WHAT TO DO - A line qualifies if it holds the string "pair". Copy every qualifying line from the records.

*** DATASET EXTRACT Section Begins ***

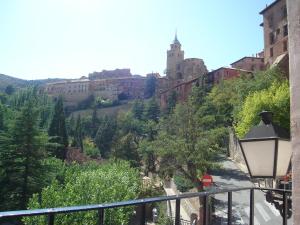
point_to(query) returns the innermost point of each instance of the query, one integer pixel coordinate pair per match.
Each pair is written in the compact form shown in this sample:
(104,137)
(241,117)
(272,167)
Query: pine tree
(94,122)
(152,110)
(138,109)
(1,117)
(78,134)
(58,131)
(21,150)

*** DATASET EXTRACT Section Ends ***

OUTPUT OF THE TASK -
point_to(query) returns the innermost point of each instance of the query, one integer pixel coordinate pair per match.
Each pair is written in the compact form shown in this sample:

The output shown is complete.